■ **Exercise objective**
Return the listing below exactly, with the pictures dropped.

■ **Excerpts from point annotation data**
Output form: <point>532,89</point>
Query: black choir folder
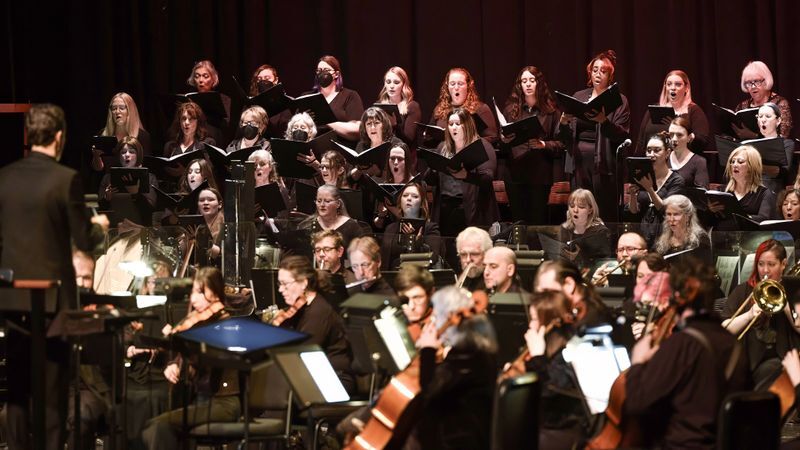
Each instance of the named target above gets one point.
<point>129,176</point>
<point>315,105</point>
<point>608,101</point>
<point>661,115</point>
<point>728,200</point>
<point>470,157</point>
<point>105,143</point>
<point>524,129</point>
<point>772,150</point>
<point>640,167</point>
<point>372,156</point>
<point>270,199</point>
<point>743,118</point>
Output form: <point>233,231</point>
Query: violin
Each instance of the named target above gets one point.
<point>195,317</point>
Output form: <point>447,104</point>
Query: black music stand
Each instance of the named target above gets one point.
<point>38,304</point>
<point>237,343</point>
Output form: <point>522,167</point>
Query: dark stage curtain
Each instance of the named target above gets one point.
<point>78,54</point>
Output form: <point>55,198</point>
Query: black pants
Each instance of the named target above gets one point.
<point>19,392</point>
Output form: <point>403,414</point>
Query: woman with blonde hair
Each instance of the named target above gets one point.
<point>122,121</point>
<point>584,234</point>
<point>744,171</point>
<point>676,91</point>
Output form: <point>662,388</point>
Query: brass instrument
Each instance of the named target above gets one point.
<point>769,295</point>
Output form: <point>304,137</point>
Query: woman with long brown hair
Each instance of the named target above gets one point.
<point>458,91</point>
<point>535,163</point>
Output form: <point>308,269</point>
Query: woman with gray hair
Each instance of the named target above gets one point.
<point>460,389</point>
<point>682,230</point>
<point>758,82</point>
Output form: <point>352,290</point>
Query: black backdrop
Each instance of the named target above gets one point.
<point>78,54</point>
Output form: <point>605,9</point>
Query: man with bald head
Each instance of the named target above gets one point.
<point>628,245</point>
<point>500,269</point>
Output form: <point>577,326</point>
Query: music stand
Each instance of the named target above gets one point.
<point>239,343</point>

■ **Exercise response**
Output form: <point>532,89</point>
Query: black choir folder
Each instance of the named target above gets one point.
<point>129,176</point>
<point>315,105</point>
<point>608,101</point>
<point>661,115</point>
<point>728,200</point>
<point>470,157</point>
<point>105,143</point>
<point>524,129</point>
<point>772,150</point>
<point>640,167</point>
<point>372,156</point>
<point>270,199</point>
<point>743,118</point>
Output form: <point>233,231</point>
Query: violin
Each instance of the named target above gets one point.
<point>195,317</point>
Output form: <point>447,104</point>
Query: black music stand
Each instance of the named target above gets one point.
<point>38,304</point>
<point>237,343</point>
Output form: <point>522,167</point>
Query: dark stage curtain
Each instance of the named target above gets one point.
<point>78,54</point>
Output form: <point>55,198</point>
Query: black pants
Each instance of the named target above gets one point.
<point>19,392</point>
Output form: <point>403,414</point>
Query: woman with blonde hair
Each instance of the named target above gets one point.
<point>122,121</point>
<point>584,234</point>
<point>744,171</point>
<point>676,91</point>
Output form: <point>662,388</point>
Query: brass instrument
Each instance of the named target above gets one point.
<point>769,295</point>
Output form: <point>304,137</point>
Query: woman with long brown hair
Each instance of the named target above gets one point.
<point>458,91</point>
<point>535,163</point>
Output form: <point>308,269</point>
Query: woman with gray hair
Each instance of the named target above gets one point.
<point>460,389</point>
<point>682,230</point>
<point>758,82</point>
Output form: <point>352,290</point>
Query: black backdrop
Each instance of the named target above gets one point.
<point>78,54</point>
Output form: <point>605,9</point>
Query: man with bald head
Each instance of the named target above gets one point.
<point>628,245</point>
<point>500,269</point>
Output form: <point>577,326</point>
Query: music stand
Each instance of the named target above gets one point.
<point>239,343</point>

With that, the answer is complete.